**The exercise**
Retype the records from the beginning through the line that contains "[(166, 198), (177, 171)]", with that line included. Leave the pictures out of your answer.
═════ Data to process
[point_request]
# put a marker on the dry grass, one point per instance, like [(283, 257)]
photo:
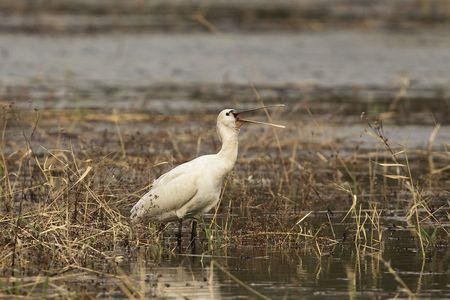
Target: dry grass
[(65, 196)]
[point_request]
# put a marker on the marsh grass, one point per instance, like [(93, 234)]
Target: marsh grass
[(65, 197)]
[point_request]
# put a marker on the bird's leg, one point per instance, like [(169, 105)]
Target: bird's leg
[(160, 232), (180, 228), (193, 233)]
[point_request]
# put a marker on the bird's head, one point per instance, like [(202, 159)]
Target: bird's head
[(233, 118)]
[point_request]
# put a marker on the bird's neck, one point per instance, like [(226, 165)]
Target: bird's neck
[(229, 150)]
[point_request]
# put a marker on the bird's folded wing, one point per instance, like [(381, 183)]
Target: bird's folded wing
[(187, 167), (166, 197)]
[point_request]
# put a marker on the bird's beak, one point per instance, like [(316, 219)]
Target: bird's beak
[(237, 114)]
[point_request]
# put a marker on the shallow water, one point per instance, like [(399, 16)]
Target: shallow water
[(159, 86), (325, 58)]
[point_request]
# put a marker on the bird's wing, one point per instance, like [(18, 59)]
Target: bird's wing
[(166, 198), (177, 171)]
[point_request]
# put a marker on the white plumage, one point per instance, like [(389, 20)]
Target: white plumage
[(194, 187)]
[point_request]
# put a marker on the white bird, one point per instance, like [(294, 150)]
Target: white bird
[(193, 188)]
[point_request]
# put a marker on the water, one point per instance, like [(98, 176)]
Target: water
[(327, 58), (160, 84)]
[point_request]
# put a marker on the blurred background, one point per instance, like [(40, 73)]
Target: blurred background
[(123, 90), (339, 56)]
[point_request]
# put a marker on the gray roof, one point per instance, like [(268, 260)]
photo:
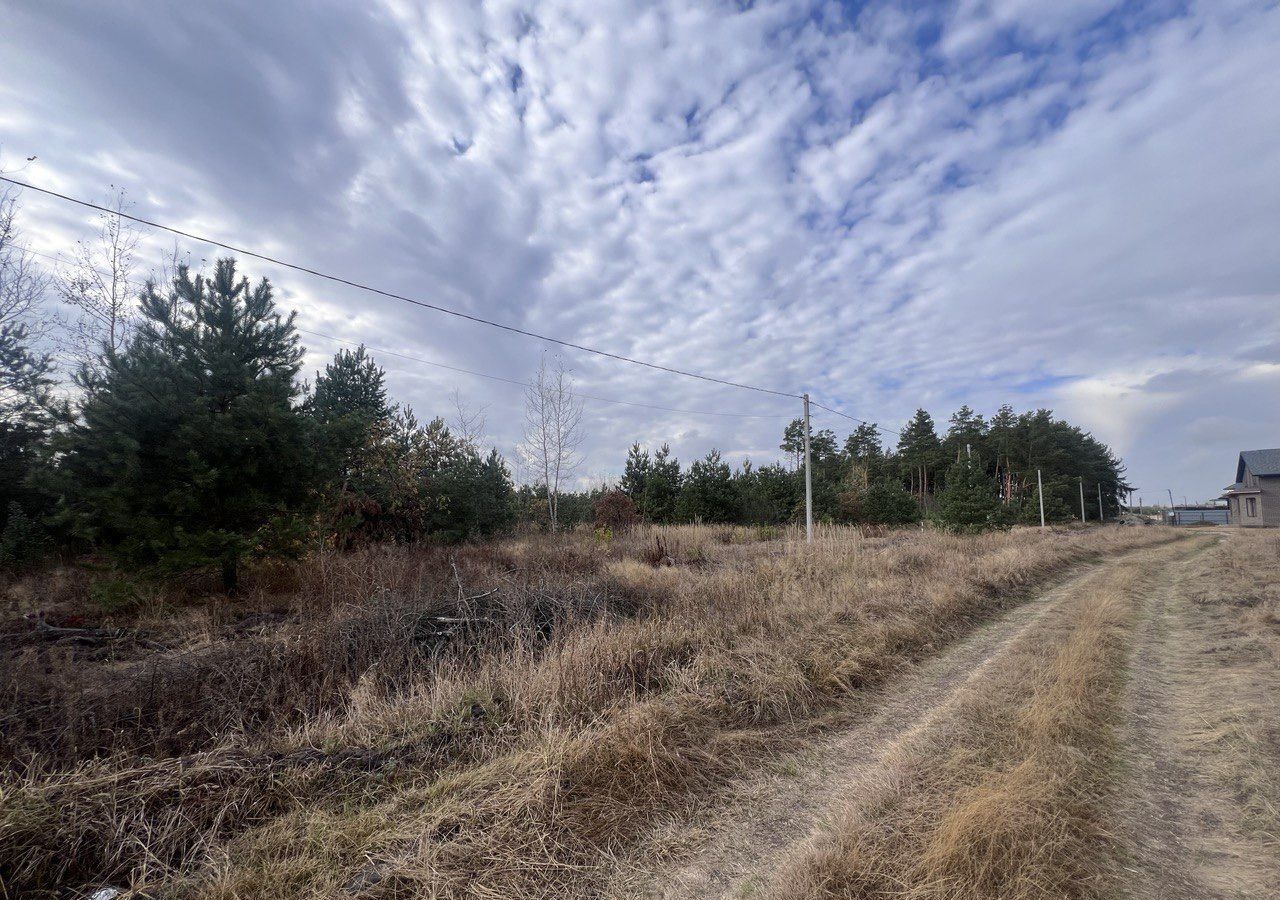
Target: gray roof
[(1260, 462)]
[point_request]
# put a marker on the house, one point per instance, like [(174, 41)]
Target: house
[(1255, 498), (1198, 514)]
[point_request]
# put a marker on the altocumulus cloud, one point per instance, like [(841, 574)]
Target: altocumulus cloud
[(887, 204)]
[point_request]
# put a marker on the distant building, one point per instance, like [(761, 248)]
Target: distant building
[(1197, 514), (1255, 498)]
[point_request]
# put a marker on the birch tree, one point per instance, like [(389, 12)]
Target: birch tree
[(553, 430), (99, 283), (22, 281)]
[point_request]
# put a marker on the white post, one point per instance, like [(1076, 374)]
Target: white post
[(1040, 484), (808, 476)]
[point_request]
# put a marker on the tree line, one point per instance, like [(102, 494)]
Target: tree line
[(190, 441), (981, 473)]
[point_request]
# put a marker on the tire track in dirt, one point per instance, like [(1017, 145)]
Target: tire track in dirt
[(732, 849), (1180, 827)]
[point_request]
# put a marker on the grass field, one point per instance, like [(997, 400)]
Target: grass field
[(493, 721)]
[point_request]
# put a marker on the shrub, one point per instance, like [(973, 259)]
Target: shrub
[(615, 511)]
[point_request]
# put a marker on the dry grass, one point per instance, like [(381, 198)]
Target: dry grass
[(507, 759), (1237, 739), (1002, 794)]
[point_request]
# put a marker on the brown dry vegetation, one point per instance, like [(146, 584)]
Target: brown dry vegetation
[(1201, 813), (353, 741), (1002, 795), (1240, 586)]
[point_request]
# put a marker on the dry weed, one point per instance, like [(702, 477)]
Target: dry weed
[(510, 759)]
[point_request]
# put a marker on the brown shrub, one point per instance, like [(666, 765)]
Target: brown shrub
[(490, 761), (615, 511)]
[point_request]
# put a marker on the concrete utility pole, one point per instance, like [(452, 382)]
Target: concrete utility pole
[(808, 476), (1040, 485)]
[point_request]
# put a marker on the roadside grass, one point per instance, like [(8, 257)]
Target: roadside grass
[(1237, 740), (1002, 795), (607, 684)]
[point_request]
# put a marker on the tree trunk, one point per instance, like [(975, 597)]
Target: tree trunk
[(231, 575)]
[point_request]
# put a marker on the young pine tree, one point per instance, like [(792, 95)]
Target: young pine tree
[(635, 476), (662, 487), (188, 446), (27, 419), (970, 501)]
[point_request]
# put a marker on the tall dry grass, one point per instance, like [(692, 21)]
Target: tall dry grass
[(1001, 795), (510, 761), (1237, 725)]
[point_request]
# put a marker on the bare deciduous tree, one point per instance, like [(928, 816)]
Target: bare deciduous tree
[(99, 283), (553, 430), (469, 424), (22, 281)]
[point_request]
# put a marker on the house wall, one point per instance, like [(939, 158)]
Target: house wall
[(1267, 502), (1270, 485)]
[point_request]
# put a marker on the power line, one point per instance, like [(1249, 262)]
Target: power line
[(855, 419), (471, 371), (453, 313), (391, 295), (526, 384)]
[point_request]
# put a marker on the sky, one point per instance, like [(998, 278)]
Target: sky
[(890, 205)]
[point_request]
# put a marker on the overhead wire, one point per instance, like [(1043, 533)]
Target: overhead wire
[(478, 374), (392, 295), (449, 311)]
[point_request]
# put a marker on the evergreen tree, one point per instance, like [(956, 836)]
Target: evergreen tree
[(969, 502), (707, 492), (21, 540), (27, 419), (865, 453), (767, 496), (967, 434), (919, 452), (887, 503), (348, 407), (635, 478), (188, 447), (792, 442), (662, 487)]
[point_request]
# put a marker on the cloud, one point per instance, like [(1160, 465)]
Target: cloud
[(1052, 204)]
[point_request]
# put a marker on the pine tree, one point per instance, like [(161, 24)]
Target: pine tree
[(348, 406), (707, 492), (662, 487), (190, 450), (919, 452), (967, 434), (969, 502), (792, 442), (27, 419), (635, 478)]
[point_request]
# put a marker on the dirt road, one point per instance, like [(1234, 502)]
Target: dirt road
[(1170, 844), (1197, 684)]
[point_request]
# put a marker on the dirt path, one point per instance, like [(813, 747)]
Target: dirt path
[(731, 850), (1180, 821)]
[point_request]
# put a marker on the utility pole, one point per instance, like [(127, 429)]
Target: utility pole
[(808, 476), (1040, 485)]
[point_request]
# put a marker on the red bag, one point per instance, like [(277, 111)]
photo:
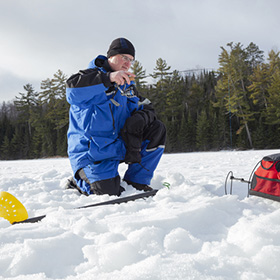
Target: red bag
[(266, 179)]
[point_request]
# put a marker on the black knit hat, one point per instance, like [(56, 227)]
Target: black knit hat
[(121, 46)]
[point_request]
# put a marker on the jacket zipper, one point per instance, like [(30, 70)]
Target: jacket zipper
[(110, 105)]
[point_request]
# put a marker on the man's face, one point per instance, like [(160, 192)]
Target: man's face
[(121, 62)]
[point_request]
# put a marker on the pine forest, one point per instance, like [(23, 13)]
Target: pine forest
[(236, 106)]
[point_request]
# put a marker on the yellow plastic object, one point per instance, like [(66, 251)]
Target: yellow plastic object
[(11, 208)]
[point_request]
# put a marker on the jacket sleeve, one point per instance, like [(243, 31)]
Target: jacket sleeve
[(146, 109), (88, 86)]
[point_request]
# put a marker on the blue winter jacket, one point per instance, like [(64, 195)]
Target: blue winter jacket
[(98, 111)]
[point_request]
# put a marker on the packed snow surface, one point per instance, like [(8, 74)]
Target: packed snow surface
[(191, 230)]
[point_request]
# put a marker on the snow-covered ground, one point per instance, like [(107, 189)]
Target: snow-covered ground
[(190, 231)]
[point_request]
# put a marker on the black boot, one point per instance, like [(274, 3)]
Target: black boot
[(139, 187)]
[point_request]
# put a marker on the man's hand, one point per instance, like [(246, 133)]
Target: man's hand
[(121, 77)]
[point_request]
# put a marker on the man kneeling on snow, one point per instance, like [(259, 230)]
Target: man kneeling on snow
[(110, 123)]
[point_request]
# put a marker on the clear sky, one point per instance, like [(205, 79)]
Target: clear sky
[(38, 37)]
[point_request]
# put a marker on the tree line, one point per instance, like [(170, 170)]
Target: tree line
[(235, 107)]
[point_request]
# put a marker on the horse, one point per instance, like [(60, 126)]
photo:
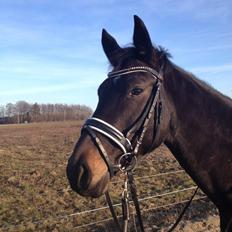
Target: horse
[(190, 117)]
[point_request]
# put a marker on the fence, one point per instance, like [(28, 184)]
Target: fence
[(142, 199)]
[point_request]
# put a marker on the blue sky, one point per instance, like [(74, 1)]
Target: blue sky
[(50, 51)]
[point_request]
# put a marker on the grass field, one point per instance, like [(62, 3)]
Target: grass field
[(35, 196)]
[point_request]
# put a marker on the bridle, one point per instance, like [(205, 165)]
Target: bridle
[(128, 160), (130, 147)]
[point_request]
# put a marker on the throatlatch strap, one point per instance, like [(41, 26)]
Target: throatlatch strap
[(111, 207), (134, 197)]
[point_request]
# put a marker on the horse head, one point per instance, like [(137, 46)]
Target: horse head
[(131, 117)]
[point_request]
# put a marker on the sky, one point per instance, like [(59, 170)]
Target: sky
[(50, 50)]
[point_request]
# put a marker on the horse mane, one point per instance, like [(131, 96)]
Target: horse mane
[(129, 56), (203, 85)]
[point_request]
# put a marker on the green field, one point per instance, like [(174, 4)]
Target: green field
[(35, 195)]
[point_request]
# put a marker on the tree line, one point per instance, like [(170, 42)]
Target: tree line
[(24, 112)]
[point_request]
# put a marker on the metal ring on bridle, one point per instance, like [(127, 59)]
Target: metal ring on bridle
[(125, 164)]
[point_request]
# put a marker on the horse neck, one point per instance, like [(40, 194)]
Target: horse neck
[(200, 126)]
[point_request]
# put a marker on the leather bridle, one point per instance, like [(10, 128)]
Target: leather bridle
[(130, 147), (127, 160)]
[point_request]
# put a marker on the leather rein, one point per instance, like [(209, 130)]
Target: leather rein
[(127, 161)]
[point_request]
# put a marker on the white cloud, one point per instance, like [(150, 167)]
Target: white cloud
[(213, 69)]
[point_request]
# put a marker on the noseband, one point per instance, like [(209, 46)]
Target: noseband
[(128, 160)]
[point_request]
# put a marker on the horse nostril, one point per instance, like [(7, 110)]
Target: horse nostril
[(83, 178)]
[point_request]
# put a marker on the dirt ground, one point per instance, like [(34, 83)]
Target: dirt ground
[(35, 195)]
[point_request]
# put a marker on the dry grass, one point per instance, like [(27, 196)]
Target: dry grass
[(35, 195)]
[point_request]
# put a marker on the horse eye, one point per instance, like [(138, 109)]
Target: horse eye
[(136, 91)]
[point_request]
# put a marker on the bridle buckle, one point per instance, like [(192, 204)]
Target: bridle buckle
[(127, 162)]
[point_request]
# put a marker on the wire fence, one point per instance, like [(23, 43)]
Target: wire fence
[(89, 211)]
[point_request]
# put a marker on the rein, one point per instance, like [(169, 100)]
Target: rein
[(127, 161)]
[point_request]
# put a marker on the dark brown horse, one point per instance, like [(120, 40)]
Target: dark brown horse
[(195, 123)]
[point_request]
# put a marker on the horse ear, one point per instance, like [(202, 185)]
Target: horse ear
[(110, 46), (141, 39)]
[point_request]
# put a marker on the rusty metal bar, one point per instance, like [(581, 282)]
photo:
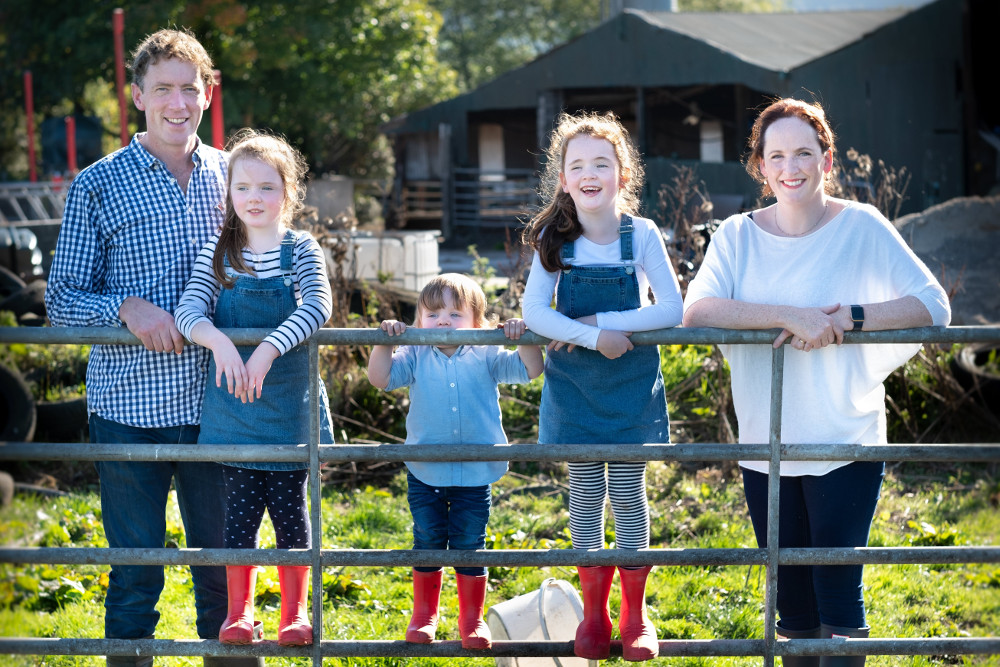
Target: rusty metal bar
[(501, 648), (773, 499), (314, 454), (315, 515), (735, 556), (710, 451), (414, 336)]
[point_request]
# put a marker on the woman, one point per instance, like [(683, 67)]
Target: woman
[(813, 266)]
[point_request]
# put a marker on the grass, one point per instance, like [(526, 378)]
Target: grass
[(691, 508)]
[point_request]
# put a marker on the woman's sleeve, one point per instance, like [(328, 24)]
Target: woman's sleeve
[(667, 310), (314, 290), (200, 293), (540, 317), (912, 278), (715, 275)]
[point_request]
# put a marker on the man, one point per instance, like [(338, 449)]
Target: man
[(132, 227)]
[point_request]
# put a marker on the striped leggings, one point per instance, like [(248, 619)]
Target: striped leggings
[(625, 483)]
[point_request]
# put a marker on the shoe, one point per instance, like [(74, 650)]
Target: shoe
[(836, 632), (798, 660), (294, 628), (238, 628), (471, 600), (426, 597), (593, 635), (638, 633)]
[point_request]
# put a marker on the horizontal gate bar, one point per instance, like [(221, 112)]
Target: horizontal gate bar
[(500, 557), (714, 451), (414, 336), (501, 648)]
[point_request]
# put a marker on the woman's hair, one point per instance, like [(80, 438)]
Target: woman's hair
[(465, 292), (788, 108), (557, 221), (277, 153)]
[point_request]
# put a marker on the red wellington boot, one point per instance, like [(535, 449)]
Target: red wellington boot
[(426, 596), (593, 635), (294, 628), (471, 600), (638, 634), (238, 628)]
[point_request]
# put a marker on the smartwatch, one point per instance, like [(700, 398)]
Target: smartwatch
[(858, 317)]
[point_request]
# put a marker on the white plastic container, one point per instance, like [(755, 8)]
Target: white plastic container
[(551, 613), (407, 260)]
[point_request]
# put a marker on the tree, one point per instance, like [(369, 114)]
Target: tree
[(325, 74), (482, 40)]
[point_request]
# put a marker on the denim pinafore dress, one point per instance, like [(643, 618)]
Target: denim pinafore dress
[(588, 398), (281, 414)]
══════════
**The reply**
[point_request]
# put a marker on the dry grass, one point per instance, like [(283, 257)]
photo:
Target: dry grass
[(65, 196)]
[point_request]
# put a marker on the marsh grass, one point per instance, like [(93, 234)]
Target: marsh grass
[(65, 197)]
[point_request]
# put a marker on the bird's leg, one point per instance, like [(169, 105)]
Target: bird's leg
[(160, 232), (180, 228), (193, 233)]
[point_request]
# put a marker on the bird's head, one point per instance, like [(202, 159)]
Target: bird's head
[(233, 118)]
[point_request]
# put a marker on the bird's neck, one point per instance, like [(226, 165)]
Target: bird's neck
[(229, 150)]
[point_request]
# put a marker on the bird's folded wing, one point per instance, like [(381, 183)]
Target: bird's folded wing
[(187, 167), (166, 197)]
[point_request]
# put a marker on the bird's beak, one point per instance, like [(316, 219)]
Target: bird's beak
[(237, 114)]
[point_request]
# put a marker on the shallow water, one point per instance, like [(399, 16)]
Target: shallow water
[(159, 86), (325, 58)]
[point_request]
# put a marker on the bird's wing, one point per instance, like [(18, 59)]
Target: bird's wing
[(166, 198), (177, 171)]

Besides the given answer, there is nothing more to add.